▸ SOURCE DOCUMENT:
*****

Drugs and rock ’n’ roll have a long and storied history and have accomplished a great deal together. Among their most famous collaborations is the entire 1970s. But all long-running marriages have their occasional rocky patches, and one such patch occurred in the late 1980s, at the height of Nancy Reagan’s “Just Say No” crusade, when a group of prominent and then-prominent musicians were recruited to appear in a series of oddly hallucinogenic PSAs as part of a campaign called Rock Against Drugs. The ads were created in response to a direct rebuke from the President and Mrs. Reagan, who criticized the music industry for glamorizing illicit substances in the eyes of impressionable young people. Madonna, that polluter of minds, had even smoked marijuana in Desperately Seeking Susan. As demonstrated by a seven-minute montage of vintage PSAs, Rock Against Drugs attracted an eclectic lineup of musicians. Here, you’ll find Lou Reed, Aimee Mann, Jeff McDonald of Redd Kross, Jon Bon Jovi, and two of music’s most infamous jerkasses, Gene Simmons and Ted Nugent.

Though the message of these commercials, which ran relentlessly on MTV, is that teenagers should stay far away from mind-altering substances, the PSAs themselves are suspiciously trippy. Patrick O’Hearn of Missing Persons goes full-on surrealist in his wordless ad, in which a shirtless man in a desert finds himself wrapped in a human-sized cocoon. Gene Simmons, ever the showman, dons horror movie makeup that makes him look a bit like Warwick Davis in Leprechaun. But each celebrity clearly took his or her own unique approach to the assignment. Aimee Mann is earnest and sincere in her ad. Lou Reed is minimalist in his. And Ted Nugent is Ted Nugent. Perhaps the most effective message is the one delivered by ex-Sex Pistols guitarist Steve Jones, shown polishing his motorcycle. “A good friend of mine, Sid Vicious, died from drugs,” he tells the camera. “I nearly died from drugs. Drugs suck.” All the ads end with the image of shattering glass, revealing the campaign’s logo spray-painted on a brick wall. So rock was clearly cool with vandalism, just not drugs.

*****

▸ PROVIDED MATERIAL:

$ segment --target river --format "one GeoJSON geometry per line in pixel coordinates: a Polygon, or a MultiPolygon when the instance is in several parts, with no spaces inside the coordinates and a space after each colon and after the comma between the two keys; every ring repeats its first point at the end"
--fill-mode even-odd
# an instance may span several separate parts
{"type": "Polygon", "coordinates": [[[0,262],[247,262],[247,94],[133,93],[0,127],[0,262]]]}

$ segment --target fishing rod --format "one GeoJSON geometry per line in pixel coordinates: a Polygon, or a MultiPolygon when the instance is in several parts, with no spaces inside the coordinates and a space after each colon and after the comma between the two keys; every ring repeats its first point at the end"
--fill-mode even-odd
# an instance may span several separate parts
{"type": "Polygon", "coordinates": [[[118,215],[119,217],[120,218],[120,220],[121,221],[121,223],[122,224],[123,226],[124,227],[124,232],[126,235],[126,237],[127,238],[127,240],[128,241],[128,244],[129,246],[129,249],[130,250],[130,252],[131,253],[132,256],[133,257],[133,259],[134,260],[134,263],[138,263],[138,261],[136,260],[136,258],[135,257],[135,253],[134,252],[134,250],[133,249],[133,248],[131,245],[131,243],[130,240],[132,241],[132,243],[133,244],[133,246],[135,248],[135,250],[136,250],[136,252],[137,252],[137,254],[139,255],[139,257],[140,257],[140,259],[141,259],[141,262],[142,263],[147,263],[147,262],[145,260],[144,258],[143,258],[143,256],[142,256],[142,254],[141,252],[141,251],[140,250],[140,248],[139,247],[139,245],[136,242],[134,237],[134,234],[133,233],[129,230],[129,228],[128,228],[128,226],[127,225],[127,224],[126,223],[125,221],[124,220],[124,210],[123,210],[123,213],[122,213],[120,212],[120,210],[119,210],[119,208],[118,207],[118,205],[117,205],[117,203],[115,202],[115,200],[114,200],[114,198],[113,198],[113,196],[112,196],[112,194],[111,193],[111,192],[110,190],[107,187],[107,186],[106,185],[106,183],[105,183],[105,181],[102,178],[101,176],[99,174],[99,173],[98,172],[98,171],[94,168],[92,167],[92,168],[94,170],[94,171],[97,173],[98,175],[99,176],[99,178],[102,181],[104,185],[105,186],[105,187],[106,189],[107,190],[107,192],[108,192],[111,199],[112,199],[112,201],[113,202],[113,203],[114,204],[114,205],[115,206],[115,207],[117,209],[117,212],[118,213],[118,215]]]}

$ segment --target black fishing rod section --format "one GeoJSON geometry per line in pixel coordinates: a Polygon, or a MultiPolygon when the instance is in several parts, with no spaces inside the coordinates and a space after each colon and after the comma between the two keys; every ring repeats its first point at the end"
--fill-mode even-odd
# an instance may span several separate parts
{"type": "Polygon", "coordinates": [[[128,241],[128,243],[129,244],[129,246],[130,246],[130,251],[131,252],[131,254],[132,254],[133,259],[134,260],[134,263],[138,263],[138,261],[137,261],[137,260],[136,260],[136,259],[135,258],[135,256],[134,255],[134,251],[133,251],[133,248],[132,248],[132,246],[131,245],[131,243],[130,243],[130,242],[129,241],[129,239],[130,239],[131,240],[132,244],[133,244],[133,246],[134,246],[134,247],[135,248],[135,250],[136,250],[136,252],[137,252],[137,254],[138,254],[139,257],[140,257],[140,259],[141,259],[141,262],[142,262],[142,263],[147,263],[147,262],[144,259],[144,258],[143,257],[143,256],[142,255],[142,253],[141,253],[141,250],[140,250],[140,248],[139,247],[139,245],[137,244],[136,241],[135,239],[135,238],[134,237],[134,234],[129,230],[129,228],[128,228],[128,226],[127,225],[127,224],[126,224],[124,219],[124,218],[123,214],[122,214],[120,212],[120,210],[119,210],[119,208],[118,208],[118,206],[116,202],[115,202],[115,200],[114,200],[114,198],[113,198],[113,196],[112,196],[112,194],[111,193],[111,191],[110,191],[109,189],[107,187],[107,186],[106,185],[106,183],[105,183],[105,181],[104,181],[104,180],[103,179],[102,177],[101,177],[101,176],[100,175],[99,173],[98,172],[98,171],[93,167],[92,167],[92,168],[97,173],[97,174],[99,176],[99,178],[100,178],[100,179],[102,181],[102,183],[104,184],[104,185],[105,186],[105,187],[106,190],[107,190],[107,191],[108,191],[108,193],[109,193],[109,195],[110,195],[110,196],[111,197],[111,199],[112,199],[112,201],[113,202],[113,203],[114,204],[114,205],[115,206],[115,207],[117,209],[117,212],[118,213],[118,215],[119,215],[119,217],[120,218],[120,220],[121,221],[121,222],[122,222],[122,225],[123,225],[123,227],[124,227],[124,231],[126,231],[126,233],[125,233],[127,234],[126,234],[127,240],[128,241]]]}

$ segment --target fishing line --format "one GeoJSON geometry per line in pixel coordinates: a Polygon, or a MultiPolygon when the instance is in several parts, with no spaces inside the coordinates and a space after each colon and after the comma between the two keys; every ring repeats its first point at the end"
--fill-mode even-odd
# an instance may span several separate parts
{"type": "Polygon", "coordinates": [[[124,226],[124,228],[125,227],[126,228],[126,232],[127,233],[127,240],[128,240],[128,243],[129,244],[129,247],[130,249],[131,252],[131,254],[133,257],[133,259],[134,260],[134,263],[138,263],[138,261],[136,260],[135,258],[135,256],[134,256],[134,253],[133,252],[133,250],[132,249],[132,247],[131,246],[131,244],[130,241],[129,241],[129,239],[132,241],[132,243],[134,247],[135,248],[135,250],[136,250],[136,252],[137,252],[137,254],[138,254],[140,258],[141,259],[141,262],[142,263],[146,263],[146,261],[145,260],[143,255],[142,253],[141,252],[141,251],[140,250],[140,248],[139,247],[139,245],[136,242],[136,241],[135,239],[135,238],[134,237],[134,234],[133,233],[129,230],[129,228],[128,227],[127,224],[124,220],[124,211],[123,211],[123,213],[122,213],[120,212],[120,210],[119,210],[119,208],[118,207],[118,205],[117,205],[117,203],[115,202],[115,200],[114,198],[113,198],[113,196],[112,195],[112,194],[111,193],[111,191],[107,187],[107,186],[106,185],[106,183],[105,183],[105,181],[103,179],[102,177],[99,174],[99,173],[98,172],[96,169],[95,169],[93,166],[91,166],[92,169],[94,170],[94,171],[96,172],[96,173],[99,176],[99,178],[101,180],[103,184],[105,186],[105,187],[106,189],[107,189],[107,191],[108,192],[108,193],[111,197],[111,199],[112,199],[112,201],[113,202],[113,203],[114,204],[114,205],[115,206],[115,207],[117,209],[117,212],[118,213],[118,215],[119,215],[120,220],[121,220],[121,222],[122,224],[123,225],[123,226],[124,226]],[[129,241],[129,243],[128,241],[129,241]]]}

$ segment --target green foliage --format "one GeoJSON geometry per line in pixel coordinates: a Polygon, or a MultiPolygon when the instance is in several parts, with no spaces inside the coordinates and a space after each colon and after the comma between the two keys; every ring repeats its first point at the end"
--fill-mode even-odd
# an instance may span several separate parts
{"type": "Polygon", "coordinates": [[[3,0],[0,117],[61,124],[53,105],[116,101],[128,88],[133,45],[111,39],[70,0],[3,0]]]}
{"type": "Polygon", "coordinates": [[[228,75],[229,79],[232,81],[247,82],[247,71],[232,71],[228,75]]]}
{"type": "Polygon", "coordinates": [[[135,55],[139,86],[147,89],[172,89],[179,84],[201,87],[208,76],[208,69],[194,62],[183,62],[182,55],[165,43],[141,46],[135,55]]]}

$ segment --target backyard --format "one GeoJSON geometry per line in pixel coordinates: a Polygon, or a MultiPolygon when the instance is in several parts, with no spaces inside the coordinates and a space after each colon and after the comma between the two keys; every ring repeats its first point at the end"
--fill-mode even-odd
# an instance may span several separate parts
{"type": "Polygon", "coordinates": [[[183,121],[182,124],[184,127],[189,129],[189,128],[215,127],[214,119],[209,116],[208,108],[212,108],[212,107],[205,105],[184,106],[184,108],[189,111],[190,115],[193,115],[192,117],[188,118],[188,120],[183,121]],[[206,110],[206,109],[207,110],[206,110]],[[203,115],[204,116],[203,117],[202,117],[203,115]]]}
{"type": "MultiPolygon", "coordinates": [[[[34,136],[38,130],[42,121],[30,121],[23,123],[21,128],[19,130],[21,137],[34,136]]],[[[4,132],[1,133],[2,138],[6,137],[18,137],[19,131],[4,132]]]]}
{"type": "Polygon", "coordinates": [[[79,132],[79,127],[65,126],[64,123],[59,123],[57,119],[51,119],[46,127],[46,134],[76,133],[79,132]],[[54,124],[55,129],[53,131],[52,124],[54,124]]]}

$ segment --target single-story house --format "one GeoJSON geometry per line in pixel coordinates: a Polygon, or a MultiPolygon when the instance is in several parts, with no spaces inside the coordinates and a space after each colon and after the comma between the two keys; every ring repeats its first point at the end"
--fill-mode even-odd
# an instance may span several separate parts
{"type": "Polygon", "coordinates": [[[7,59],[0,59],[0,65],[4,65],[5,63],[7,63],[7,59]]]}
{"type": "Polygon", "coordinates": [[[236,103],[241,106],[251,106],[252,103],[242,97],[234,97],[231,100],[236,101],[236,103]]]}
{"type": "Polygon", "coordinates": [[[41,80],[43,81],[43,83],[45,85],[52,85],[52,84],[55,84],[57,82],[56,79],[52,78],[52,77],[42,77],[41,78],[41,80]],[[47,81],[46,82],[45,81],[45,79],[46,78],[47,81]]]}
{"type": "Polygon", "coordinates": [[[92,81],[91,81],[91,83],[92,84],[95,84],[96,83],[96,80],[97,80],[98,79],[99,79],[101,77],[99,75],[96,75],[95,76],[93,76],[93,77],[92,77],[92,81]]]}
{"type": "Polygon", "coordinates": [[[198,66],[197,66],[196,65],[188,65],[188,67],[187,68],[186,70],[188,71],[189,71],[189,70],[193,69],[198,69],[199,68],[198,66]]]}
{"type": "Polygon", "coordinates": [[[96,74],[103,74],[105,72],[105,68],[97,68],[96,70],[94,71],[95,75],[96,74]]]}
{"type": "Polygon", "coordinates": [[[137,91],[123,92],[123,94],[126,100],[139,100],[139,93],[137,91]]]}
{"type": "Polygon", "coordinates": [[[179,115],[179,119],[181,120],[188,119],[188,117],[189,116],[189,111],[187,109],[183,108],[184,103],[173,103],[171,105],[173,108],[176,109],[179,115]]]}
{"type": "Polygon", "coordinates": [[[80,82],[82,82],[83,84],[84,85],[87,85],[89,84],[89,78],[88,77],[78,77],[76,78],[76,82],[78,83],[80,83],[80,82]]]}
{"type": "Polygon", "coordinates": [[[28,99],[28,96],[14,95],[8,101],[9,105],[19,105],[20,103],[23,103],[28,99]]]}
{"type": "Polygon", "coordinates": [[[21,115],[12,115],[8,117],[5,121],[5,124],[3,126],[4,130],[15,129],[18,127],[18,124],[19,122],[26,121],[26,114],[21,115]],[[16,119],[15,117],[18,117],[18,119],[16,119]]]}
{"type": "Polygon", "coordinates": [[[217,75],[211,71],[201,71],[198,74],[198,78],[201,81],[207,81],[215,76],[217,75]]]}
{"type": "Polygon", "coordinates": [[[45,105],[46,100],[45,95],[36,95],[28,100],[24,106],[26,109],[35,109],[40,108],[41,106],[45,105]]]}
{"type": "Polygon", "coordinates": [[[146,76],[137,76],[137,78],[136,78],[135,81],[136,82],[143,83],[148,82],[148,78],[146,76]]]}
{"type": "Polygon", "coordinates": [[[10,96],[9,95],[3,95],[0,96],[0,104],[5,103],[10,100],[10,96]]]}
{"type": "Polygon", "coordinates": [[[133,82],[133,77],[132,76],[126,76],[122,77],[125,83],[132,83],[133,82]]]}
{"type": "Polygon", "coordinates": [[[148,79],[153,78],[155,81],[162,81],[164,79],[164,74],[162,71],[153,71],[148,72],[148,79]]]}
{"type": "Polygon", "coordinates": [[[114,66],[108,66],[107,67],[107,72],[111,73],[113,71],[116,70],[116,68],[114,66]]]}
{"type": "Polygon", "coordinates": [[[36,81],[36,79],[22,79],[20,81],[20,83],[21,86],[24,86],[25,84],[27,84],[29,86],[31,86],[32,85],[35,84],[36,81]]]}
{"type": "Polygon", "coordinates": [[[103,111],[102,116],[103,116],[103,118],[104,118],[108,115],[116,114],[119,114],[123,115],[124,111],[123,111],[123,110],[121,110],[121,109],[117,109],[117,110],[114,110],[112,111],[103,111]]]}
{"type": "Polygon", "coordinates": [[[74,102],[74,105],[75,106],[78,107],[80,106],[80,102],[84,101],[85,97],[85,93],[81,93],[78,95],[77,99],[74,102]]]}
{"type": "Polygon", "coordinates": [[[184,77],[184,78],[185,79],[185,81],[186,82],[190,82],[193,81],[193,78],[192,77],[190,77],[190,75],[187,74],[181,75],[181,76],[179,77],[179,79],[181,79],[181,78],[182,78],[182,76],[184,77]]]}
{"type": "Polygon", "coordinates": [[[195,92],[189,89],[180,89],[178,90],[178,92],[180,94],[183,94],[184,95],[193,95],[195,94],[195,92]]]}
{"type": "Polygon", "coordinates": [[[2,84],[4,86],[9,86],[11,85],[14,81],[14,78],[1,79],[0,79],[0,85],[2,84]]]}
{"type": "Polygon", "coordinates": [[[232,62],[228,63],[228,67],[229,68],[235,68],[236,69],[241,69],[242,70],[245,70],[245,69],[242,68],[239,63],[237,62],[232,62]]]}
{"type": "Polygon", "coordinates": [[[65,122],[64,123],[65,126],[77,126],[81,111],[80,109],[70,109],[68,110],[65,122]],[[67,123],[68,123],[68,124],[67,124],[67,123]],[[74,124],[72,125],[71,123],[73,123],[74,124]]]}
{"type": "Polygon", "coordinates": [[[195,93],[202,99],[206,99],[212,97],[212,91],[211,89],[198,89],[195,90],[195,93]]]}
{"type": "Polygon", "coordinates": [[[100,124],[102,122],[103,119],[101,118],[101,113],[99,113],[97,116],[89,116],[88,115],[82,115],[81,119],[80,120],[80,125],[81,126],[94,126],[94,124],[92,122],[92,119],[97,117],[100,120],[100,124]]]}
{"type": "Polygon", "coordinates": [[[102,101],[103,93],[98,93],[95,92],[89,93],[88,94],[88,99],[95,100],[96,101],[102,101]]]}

*****

In the Rock Against Drugs text, list every musician named in the sentence that begins "Here, you’ll find".

Lou Reed, Aimee Mann, Jeff McDonald of Redd Kross, Jon Bon Jovi, Gene Simmons, Ted Nugent